The Book of Mormon tells us to “come unto Christ, and be perfected in him” (Moroni 10:32). In relation to the forward progression that is enabled through the making and keeping of covenants, it is perhaps etymologically significant that the Latin root “-ven-” in covenant means “come.” The connection between covenants and spiritual progression in each person’s journey could also be symbolically reinforced for Latter-day Saints through a detail of the pioneers’ historical trek west. Before leading the Saints West, the prophet Brigham Young revealed that the people should covenant to live the Lord’s commandments:

The Word and Will of the Lord concerning the Camp of Israel in their journeyings to the West:

Let all the people of the Church of Jesus Christ of Latter-day Saints, and those who journey with them, be organized into companies, with a covenant and promise to keep all the commandments and statutes of the Lord our God . . . .

And this shall be our covenant—that we will walk in all the ordinances of the Lord. (Doctrine and Covenants 136: 1-2, 4)

In this scriptural instruction, covenants were required for the Saints to progress towards their Zion destination. This has symbolic significance for the earthly journey.

DATA SHOWN -
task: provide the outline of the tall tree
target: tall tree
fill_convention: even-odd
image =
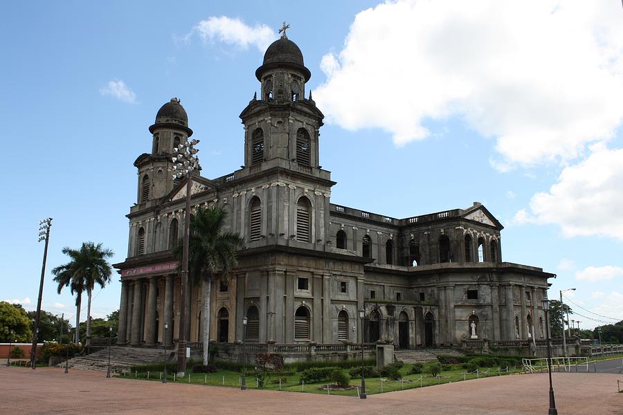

EXERCISE SET -
(a) From the passage on covenants above, copy everything from "Let all the" down to "our God . . . ." word for word.
(b) Answer these questions from the passage on covenants above, one answer per line:
(i) What does the Latin root "-ven-" in covenant mean?
(ii) Who revealed that the people should covenant to live the Lord's commandments before the trek west?
(iii) Into what were the people of the Church and those journeying with them to be organized?
(c) Decide whether each statement agrees with the passage on covenants above. Answer yes or no, and quote the words from the passage that settle it.
(i) The passage quotes Moroni 10:32 from the Book of Mormon.
(ii) The passage says the Saints could progress toward their Zion destination without covenants.
(iii) The covenant promised to keep only some of the Lord's commandments.

REPLIES -
(a)
Let all the people of the Church of Jesus Christ of Latter-day Saints, and those who journey with them, be organized into companies, with a covenant and promise to keep all the commandments and statutes of the Lord our God . . . .

(b)
(i) "Come."
(ii) The prophet Brigham Young.
(iii) Companies.

(c)
(i) Yes: "The Book of Mormon tells us to “come unto Christ, and be perfected in him” (Moroni 10:32)."
(ii) No: "covenants were required for the Saints to progress towards their Zion destination."
(iii) No: "with a covenant and promise to keep all the commandments and statutes of the Lord our God"